(EXTRACTED TEXT)
>> Start

Now that there are no users of smp_mb__before_spinlock() left, remove
it entirely.

Signed-off-by: Peter Zijlstra (Intel) <peterz@infradead.org>
---
 Documentation/memory-barriers.txt                    |    5 ---
 Documentation/translations/ko_KR/memory-barriers.txt |    5 ---
 arch/arm64/include/asm/spinlock.h                    |    9 ------
 arch/powerpc/include/asm/barrier.h                   |    7 -----
 fs/userfaultfd.c                                     |   25 ++++++++-----------
 include/linux/spinlock.h                             |   13 ---------
 6 files changed, 13 insertions(+), 51 deletions(-)

--- a/Documentation/memory-barriers.txt
+++ b/Documentation/memory-barriers.txt
@@ -1981,10 +1981,7 @@ In all cases there are variants on "ACQU
      ACQUIRE operation has completed.
 
      Memory operations issued before the ACQUIRE may be completed after
-     the ACQUIRE operation has completed.  An smp_mb__before_spinlock(),
-     combined with a following ACQUIRE, orders prior stores against
-     subsequent loads and stores.  Note that this is weaker than smp_mb()!
-     The smp_mb__before_spinlock() primitive is free on many architectures.
+     the ACQUIRE operation has completed.
 
  (2) RELEASE operation implication:
 
--- a/Documentation/translations/ko_KR/memory-barriers.txt
+++ b/Documentation/translations/ko_KR/memory-barriers.txt
@@ -1956,10 +1956,7 @@ MMIO 쓰기 배리어
      뒤에 완료됩니다.
 
      ACQUIRE 앞에서 요청된 메모리 오퍼레이션은 ACQUIRE 오퍼레이션이 완료된 후에
-     완료될 수 있습니다.  smp_mb__before_spinlock() 뒤에 ACQUIRE 가 실행되는
-     코드 블록은 블록 앞의 스토어를 블록 뒤의 로드와 스토어에 대해 순서
-     맞춥니다.  이건 smp_mb() 보다 완화된 것임을 기억하세요!  많은 아키텍쳐에서
-     smp_mb__before_spinlock() 은 사실 아무일도 하지 않습니다.
+     완료될 수 있습니다.
 
  (2) RELEASE 오퍼레이션의 영향:
 
--- a/arch/arm64/include/asm/spinlock.h
+++ b/arch/arm64/include/asm/spinlock.h
@@ -358,15 +358,6 @@ static inline int arch_read_trylock(arch
 #define arch_read_relax(lock)	cpu_relax()
 #define arch_write_relax(lock)	cpu_relax()
 
-/*
- * Accesses appearing in program order before a spin_lock() operation
- * can be reordered with accesses inside the critical section, by virtue
- * of arch_spin_lock being constructed using acquire semantics.
- *
- * In cases where this is problematic (e.g. try_to_wake_up), an
- * smp_mb__before_spinlock() can restore the required ordering.
- */
-#define smp_mb__before_spinlock()	smp_mb()
 /* See include/linux/spinlock.h */
 #define smp_mb__after_spinlock()	smp_mb()
 
--- a/arch/powerpc/include/asm/barrier.h
+++ b/arch/powerpc/include/asm/barrier.h
@@ -74,13 +74,6 @@ do {									\
 	___p1;								\
 })

>> End

(WORK TO BE COMPLETED) Please quote the stretch of the patch from "Memory operations issued" through "weaker than smp_mb()!". Rely on the patch alone.

(RECORDED INFORMATION)
>> Start

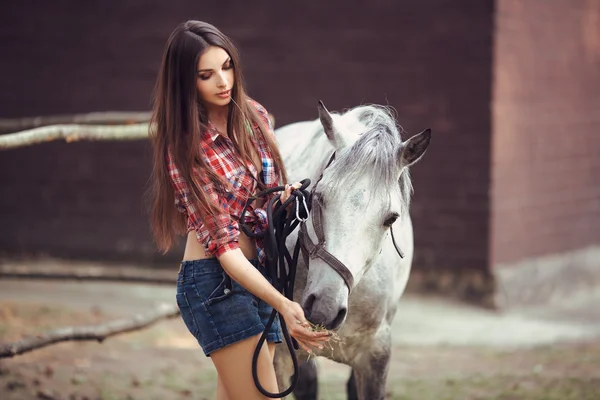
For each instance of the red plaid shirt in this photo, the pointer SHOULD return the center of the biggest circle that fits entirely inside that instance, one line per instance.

>> End

(TASK RESPONSE)
Memory operations issued before the ACQUIRE may be completed after
-     the ACQUIRE operation has completed.  An smp_mb__before_spinlock(),
-     combined with a following ACQUIRE, orders prior stores against
-     subsequent loads and stores.  Note that this is weaker than smp_mb()!